* TASK GOAL: Turn every line of the material below into a numbered list, skipping the blank lines and leaving out the pictures.

* GIVEN RECORDS:

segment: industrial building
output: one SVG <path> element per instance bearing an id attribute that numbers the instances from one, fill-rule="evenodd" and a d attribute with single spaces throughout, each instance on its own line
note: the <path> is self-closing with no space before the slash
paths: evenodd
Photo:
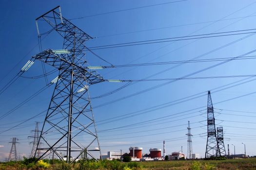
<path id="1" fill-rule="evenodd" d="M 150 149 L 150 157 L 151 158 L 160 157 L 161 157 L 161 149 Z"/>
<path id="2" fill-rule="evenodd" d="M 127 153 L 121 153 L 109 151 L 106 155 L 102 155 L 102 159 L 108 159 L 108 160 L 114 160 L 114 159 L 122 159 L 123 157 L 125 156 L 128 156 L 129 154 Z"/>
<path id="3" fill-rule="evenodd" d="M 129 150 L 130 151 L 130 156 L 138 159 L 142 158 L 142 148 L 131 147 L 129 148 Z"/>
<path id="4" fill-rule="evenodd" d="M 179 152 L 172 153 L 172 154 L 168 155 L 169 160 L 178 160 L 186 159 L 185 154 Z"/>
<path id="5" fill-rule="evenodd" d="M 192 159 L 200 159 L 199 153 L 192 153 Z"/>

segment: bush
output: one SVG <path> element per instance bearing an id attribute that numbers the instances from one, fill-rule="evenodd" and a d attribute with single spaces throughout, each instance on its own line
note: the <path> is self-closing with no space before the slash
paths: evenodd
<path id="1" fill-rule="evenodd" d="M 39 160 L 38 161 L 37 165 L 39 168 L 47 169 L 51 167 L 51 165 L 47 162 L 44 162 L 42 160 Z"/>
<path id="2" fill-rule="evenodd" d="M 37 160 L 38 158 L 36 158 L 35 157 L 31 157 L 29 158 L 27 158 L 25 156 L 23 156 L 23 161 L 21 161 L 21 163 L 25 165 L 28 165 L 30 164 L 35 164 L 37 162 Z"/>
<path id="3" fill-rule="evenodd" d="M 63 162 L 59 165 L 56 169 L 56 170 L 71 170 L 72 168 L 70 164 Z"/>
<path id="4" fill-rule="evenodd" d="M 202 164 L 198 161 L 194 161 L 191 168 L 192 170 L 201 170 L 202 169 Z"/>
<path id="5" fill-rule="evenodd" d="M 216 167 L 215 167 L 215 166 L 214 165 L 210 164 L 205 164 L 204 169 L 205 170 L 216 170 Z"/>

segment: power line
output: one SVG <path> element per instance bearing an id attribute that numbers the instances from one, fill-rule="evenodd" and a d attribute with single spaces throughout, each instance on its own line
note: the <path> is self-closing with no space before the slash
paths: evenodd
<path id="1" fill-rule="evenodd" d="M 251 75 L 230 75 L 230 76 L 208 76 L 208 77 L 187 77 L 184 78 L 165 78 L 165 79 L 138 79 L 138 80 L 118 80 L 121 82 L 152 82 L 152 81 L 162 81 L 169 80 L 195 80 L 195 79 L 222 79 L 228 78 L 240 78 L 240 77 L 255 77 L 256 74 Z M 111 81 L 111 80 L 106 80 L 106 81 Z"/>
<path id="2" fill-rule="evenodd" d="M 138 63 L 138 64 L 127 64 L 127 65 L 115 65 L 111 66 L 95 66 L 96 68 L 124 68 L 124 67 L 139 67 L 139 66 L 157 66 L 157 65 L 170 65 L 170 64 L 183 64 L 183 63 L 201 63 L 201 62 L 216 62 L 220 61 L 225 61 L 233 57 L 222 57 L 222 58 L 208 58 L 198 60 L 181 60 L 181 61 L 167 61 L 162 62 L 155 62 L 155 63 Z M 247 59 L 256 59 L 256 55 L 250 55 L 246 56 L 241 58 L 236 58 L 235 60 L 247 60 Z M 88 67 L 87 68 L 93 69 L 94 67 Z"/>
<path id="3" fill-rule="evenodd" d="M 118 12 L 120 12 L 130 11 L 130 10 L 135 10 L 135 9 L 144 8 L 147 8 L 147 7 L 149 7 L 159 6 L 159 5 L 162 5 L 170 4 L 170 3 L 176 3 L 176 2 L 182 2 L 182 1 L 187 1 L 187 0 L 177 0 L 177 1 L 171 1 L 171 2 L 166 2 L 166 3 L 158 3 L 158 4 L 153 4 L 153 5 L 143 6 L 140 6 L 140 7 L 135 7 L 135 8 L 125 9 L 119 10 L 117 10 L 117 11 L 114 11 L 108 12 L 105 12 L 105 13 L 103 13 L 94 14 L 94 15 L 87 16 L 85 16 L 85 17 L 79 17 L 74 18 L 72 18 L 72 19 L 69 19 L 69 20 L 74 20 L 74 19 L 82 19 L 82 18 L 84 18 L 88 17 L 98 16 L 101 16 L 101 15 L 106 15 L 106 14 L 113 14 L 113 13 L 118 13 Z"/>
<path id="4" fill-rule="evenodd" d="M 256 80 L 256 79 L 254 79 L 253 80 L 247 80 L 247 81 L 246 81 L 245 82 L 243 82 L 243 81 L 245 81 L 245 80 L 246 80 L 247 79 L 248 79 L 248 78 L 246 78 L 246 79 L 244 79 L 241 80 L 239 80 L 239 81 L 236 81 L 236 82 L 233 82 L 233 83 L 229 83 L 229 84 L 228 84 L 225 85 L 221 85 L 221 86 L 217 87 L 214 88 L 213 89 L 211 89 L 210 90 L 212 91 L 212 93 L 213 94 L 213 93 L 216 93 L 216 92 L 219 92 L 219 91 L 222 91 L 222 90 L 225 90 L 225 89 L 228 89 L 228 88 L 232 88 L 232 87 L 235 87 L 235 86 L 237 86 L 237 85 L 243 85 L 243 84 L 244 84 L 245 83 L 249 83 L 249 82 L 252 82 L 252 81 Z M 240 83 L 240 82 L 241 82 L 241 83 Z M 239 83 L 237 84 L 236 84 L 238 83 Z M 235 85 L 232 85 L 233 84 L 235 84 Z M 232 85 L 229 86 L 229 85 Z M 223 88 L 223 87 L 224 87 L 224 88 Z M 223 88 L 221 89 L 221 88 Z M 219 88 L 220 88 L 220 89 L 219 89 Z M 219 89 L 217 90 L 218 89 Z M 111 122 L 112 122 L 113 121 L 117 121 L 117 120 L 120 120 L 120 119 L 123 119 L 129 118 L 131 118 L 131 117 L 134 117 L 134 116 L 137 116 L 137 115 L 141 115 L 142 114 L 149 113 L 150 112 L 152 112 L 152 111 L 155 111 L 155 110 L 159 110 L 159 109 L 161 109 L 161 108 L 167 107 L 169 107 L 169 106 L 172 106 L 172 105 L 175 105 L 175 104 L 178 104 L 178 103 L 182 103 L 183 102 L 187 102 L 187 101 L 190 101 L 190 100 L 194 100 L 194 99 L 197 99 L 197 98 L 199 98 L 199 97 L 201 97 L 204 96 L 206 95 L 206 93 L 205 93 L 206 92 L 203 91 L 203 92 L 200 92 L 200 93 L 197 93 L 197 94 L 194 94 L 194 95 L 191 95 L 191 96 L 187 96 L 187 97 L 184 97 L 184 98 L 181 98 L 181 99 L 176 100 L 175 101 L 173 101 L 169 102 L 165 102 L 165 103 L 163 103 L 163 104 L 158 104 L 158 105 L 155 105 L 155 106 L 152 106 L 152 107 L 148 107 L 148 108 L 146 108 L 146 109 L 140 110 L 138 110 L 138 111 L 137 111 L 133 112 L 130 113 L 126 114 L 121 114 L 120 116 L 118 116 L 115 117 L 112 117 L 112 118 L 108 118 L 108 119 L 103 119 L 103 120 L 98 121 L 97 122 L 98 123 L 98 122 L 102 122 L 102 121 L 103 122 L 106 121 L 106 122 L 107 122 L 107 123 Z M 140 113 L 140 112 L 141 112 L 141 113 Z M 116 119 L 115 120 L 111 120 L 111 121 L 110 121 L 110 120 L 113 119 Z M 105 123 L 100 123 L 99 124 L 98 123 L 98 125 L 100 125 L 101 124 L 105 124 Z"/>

* TASK ANSWER:
1. segment: industrial building
2. output: one SVG <path> element per instance bearing an id attribute that numbers the instances from one, fill-rule="evenodd" and a d attribute with single spaces throughout, each instance on its own line
3. note: the <path> is self-closing with no space before the slash
4. paths: evenodd
5. Photo:
6. <path id="1" fill-rule="evenodd" d="M 150 149 L 150 157 L 151 158 L 160 157 L 161 157 L 161 149 Z"/>
7. <path id="2" fill-rule="evenodd" d="M 127 153 L 121 153 L 109 151 L 106 155 L 102 155 L 102 159 L 108 159 L 108 160 L 114 160 L 114 159 L 122 159 L 123 157 L 125 156 L 128 156 L 129 154 Z"/>
8. <path id="3" fill-rule="evenodd" d="M 129 150 L 130 151 L 130 156 L 138 159 L 142 158 L 142 148 L 131 147 L 129 148 Z"/>
9. <path id="4" fill-rule="evenodd" d="M 179 152 L 172 153 L 172 154 L 168 155 L 169 160 L 178 160 L 186 159 L 185 154 Z"/>
10. <path id="5" fill-rule="evenodd" d="M 192 159 L 200 159 L 199 153 L 192 153 Z"/>
11. segment: bush
12. output: one SVG <path> element per instance bearing an id attribute that numbers the instances from one, fill-rule="evenodd" and a d attribute with single spaces throughout, each instance on its own line
13. note: the <path> is self-closing with no space before the slash
14. paths: evenodd
15. <path id="1" fill-rule="evenodd" d="M 39 160 L 38 161 L 37 165 L 39 168 L 47 169 L 51 167 L 51 165 L 47 162 L 44 162 L 42 160 Z"/>
16. <path id="2" fill-rule="evenodd" d="M 37 160 L 38 158 L 36 158 L 35 157 L 31 157 L 29 158 L 27 158 L 25 156 L 23 156 L 23 161 L 21 161 L 21 163 L 25 165 L 28 165 L 30 164 L 35 164 L 37 162 Z"/>
17. <path id="3" fill-rule="evenodd" d="M 63 162 L 59 165 L 56 169 L 56 170 L 71 170 L 72 168 L 70 164 Z"/>
18. <path id="4" fill-rule="evenodd" d="M 202 164 L 198 161 L 194 161 L 191 168 L 192 170 L 201 170 L 202 169 Z"/>
19. <path id="5" fill-rule="evenodd" d="M 216 167 L 215 167 L 215 166 L 214 165 L 210 164 L 205 164 L 204 169 L 205 170 L 216 170 Z"/>
20. segment: power line
21. output: one SVG <path> element per instance bearing an id attribute that numbers the instances from one, fill-rule="evenodd" and a d attribute with single spaces throughout, each instance on its own line
22. note: the <path> is self-closing with no space before the slash
23. paths: evenodd
24. <path id="1" fill-rule="evenodd" d="M 251 75 L 230 75 L 230 76 L 208 76 L 208 77 L 187 77 L 184 78 L 165 78 L 165 79 L 138 79 L 138 80 L 118 80 L 121 82 L 152 82 L 152 81 L 162 81 L 169 80 L 195 80 L 195 79 L 222 79 L 228 78 L 240 78 L 240 77 L 255 77 L 256 74 Z M 111 81 L 111 80 L 106 80 L 106 81 Z"/>
25. <path id="2" fill-rule="evenodd" d="M 138 63 L 138 64 L 127 64 L 127 65 L 115 65 L 111 66 L 95 66 L 96 68 L 124 68 L 124 67 L 139 67 L 139 66 L 157 66 L 157 65 L 170 65 L 170 64 L 183 64 L 183 63 L 201 63 L 201 62 L 216 62 L 220 61 L 225 61 L 233 57 L 222 57 L 222 58 L 208 58 L 198 60 L 181 60 L 181 61 L 167 61 L 162 62 L 155 62 L 155 63 Z M 247 59 L 256 59 L 256 55 L 250 55 L 246 56 L 241 58 L 236 58 L 235 60 L 247 60 Z M 88 67 L 87 68 L 93 69 L 94 67 Z"/>
26. <path id="3" fill-rule="evenodd" d="M 118 12 L 120 12 L 130 11 L 130 10 L 135 10 L 135 9 L 144 8 L 147 8 L 147 7 L 149 7 L 159 6 L 159 5 L 162 5 L 170 4 L 170 3 L 176 3 L 176 2 L 182 2 L 182 1 L 187 1 L 187 0 L 177 0 L 177 1 L 171 1 L 171 2 L 166 2 L 166 3 L 158 3 L 158 4 L 153 4 L 153 5 L 143 6 L 140 6 L 140 7 L 135 7 L 135 8 L 125 9 L 119 10 L 117 10 L 117 11 L 114 11 L 108 12 L 105 12 L 105 13 L 103 13 L 94 14 L 94 15 L 87 16 L 85 16 L 85 17 L 79 17 L 74 18 L 72 18 L 72 19 L 69 19 L 69 20 L 74 20 L 74 19 L 82 19 L 82 18 L 84 18 L 88 17 L 98 16 L 101 16 L 101 15 L 106 15 L 106 14 L 113 14 L 113 13 L 118 13 Z"/>
27. <path id="4" fill-rule="evenodd" d="M 256 80 L 256 79 L 254 79 L 253 80 L 247 80 L 247 81 L 246 81 L 245 82 L 243 82 L 243 81 L 245 81 L 245 80 L 246 80 L 247 79 L 248 79 L 248 78 L 246 78 L 246 79 L 244 79 L 241 80 L 239 80 L 239 81 L 236 81 L 236 82 L 233 82 L 233 83 L 229 83 L 229 84 L 228 84 L 225 85 L 221 85 L 221 86 L 217 87 L 214 88 L 213 89 L 211 89 L 210 90 L 212 91 L 212 93 L 213 94 L 213 93 L 216 93 L 216 92 L 219 92 L 219 91 L 222 91 L 222 90 L 225 90 L 225 89 L 228 89 L 228 88 L 232 88 L 232 87 L 235 87 L 235 86 L 237 86 L 237 85 L 243 85 L 243 84 L 244 84 L 245 83 L 249 83 L 249 82 L 252 82 L 252 81 Z M 240 83 L 240 82 L 241 82 L 241 83 Z M 239 83 L 237 84 L 236 84 L 238 83 Z M 235 85 L 232 85 L 233 84 L 235 84 Z M 232 85 L 229 86 L 229 85 Z M 223 88 L 223 87 L 224 87 L 224 88 Z M 223 88 L 221 89 L 221 88 Z M 219 88 L 220 88 L 220 89 L 219 89 Z M 219 89 L 217 90 L 218 89 Z M 111 122 L 112 122 L 113 121 L 117 121 L 117 120 L 120 120 L 120 119 L 123 119 L 129 118 L 131 118 L 131 117 L 134 117 L 134 116 L 137 116 L 137 115 L 141 115 L 142 114 L 149 113 L 150 112 L 152 112 L 152 111 L 155 111 L 155 110 L 159 110 L 159 109 L 161 109 L 161 108 L 167 107 L 169 107 L 169 106 L 172 106 L 172 105 L 175 105 L 175 104 L 178 104 L 178 103 L 182 103 L 183 102 L 187 102 L 187 101 L 190 101 L 190 100 L 194 100 L 194 99 L 197 99 L 197 98 L 199 98 L 199 97 L 201 97 L 204 96 L 206 95 L 206 93 L 205 93 L 206 92 L 203 91 L 203 92 L 200 92 L 200 93 L 197 93 L 197 94 L 194 94 L 194 95 L 191 95 L 191 96 L 187 96 L 187 97 L 184 97 L 184 98 L 181 98 L 181 99 L 176 100 L 175 101 L 173 101 L 169 102 L 165 102 L 165 103 L 163 103 L 163 104 L 158 104 L 158 105 L 155 105 L 155 106 L 152 106 L 152 107 L 148 107 L 148 108 L 146 108 L 146 109 L 140 110 L 138 110 L 138 111 L 137 111 L 133 112 L 130 113 L 126 114 L 121 114 L 120 116 L 118 116 L 115 117 L 112 117 L 112 118 L 108 118 L 108 119 L 103 119 L 103 120 L 98 121 L 97 122 L 98 123 L 98 122 L 102 122 L 102 121 L 103 122 L 106 121 L 106 122 L 107 122 L 107 123 Z M 140 113 L 140 112 L 141 112 L 141 113 Z M 116 119 L 115 120 L 111 120 L 111 121 L 110 121 L 110 120 L 113 119 Z M 105 123 L 100 123 L 99 124 L 98 123 L 98 125 L 100 125 L 101 124 L 105 124 Z"/>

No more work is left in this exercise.